::: Exercise inputs :::

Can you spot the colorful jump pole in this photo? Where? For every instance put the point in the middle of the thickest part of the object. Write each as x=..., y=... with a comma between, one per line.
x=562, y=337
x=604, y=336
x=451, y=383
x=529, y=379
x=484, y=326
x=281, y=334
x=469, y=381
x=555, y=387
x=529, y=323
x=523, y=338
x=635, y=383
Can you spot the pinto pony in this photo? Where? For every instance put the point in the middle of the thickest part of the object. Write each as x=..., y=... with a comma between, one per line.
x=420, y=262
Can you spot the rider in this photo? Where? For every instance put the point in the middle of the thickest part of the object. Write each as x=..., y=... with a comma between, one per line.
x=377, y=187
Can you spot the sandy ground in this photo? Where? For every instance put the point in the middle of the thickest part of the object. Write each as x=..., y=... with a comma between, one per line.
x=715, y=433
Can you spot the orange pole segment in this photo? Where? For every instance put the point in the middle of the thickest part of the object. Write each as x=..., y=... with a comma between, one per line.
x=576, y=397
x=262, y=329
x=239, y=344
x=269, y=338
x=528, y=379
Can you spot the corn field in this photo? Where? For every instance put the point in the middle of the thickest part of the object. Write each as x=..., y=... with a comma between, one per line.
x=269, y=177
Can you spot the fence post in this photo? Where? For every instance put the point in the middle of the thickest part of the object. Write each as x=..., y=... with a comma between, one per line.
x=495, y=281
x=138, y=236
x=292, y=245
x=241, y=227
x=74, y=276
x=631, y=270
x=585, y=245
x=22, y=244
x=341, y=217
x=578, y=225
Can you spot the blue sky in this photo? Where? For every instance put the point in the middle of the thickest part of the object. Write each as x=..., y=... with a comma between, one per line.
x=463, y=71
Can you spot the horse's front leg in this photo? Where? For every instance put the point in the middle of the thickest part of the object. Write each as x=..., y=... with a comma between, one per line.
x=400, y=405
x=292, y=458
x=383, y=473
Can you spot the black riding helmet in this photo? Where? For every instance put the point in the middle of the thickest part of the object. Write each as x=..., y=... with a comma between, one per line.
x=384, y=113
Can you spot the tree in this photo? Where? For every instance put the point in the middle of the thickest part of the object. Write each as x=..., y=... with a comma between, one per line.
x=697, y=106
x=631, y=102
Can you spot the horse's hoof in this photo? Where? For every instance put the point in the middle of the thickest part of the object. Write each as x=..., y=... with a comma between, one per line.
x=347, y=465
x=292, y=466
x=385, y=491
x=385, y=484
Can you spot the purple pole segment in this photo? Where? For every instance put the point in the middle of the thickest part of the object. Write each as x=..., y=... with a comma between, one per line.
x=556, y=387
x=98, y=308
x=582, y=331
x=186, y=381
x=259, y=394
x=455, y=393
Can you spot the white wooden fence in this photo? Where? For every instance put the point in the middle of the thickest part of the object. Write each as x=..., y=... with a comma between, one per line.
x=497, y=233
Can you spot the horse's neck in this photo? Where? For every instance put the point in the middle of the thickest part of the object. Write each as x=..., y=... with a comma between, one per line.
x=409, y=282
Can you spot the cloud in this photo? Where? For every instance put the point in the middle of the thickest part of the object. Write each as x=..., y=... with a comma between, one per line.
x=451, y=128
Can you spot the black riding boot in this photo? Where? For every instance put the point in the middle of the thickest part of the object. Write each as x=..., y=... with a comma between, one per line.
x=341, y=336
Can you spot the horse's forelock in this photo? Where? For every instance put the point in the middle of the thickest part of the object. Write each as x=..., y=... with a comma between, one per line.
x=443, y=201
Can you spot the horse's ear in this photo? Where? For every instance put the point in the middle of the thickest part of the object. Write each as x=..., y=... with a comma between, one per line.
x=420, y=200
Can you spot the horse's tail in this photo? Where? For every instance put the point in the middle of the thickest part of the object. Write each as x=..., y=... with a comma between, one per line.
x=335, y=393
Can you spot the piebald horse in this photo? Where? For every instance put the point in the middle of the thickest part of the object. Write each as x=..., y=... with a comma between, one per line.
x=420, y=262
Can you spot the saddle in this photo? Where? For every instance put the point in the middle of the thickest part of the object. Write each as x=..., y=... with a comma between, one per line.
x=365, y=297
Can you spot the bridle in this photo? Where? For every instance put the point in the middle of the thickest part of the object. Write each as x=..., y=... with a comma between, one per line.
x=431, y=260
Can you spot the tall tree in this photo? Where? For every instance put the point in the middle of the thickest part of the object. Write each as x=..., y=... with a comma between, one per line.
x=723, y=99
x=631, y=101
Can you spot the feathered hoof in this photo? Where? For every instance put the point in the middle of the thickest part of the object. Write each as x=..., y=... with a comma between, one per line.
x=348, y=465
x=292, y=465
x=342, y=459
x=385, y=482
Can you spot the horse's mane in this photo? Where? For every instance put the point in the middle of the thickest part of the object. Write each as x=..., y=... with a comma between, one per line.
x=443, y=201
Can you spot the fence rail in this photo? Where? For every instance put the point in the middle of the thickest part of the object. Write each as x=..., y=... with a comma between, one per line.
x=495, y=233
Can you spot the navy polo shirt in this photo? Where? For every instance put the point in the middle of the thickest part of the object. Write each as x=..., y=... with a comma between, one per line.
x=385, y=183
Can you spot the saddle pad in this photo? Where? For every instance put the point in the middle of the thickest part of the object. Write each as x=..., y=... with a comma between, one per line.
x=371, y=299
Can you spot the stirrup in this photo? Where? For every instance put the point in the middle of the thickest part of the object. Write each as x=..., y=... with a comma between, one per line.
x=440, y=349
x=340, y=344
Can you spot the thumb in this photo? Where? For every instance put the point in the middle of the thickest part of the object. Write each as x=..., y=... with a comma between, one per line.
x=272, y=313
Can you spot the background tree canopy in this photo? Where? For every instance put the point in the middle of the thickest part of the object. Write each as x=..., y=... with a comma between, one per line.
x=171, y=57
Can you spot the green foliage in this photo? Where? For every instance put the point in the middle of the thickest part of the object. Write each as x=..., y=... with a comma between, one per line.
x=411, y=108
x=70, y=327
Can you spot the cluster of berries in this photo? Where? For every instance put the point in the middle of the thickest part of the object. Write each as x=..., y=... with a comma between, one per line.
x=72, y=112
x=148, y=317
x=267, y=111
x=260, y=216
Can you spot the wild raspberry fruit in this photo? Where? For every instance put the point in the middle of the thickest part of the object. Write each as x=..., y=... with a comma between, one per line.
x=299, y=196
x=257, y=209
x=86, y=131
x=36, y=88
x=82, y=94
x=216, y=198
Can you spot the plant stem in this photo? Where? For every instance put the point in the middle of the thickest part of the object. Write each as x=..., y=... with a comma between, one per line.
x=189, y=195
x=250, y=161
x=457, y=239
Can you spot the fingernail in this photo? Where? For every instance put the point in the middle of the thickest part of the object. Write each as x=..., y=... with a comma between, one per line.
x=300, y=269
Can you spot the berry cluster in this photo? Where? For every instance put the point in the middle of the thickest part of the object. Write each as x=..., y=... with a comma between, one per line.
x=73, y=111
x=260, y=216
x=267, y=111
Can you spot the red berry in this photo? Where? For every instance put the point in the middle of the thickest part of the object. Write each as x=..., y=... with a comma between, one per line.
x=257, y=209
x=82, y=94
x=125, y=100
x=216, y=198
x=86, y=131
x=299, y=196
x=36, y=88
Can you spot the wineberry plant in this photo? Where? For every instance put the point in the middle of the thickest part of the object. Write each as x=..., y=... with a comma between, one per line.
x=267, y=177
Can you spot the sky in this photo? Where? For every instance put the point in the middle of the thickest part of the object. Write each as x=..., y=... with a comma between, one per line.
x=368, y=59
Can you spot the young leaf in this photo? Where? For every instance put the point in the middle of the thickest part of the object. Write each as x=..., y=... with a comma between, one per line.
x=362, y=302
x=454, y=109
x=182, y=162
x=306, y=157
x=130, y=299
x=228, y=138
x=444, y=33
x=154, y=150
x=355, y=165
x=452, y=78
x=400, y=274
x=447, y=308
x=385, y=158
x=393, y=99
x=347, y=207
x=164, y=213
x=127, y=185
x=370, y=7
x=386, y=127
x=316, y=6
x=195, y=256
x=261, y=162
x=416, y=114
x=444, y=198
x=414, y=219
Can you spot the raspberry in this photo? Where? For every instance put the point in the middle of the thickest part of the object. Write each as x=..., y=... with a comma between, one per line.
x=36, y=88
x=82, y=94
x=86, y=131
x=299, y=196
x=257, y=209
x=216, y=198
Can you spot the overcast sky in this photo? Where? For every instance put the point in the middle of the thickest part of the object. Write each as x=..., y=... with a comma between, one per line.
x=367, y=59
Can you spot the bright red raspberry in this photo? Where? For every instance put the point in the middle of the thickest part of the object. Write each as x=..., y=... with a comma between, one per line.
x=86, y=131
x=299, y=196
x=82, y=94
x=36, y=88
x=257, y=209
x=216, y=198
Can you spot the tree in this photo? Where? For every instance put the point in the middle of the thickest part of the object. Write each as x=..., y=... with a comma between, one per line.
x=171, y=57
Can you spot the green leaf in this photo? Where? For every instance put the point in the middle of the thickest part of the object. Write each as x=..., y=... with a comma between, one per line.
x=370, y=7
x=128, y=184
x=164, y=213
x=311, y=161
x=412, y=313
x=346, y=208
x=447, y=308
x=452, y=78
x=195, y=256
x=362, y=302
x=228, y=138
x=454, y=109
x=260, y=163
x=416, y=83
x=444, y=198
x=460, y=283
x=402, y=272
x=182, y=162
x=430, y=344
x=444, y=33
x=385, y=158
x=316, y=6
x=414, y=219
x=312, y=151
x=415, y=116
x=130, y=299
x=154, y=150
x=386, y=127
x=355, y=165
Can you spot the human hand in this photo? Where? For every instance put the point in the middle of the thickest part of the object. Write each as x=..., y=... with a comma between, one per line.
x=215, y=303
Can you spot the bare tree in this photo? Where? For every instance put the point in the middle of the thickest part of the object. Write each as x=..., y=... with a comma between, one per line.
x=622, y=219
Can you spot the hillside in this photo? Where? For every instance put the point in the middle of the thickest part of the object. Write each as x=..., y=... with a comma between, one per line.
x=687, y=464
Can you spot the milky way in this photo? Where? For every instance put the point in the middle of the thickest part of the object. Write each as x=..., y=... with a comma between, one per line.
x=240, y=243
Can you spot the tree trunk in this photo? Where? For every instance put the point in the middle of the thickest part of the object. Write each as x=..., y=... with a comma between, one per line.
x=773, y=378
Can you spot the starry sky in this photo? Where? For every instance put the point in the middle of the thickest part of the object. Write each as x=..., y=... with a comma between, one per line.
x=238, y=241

:::

* [To be done]
Place the lines of the entries, starting at the line containing "Can you spot the stirrup" and ending at the line containing "x=272, y=313", both included, into a JSON list of strings with one string per line. Omit any blank lines.

* [Answer in full]
[
  "Can you spot the stirrup in this photo? Where? For every instance put the point in the middle of the thickest part of the object. Write each as x=..., y=... with a comma between, one per line.",
  "x=440, y=349",
  "x=340, y=344",
  "Can you spot the thumb in this photo? Where? For every instance put the point in the middle of the thickest part of the object. Write each as x=..., y=... with a comma between, one per line.",
  "x=272, y=313"
]